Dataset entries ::
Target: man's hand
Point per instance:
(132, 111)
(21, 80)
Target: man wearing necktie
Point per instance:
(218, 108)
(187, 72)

Your task :: Each line of the records with the word "Target" in it is to be copied.

Response box ::
Target: man's hand
Target: man wearing necktie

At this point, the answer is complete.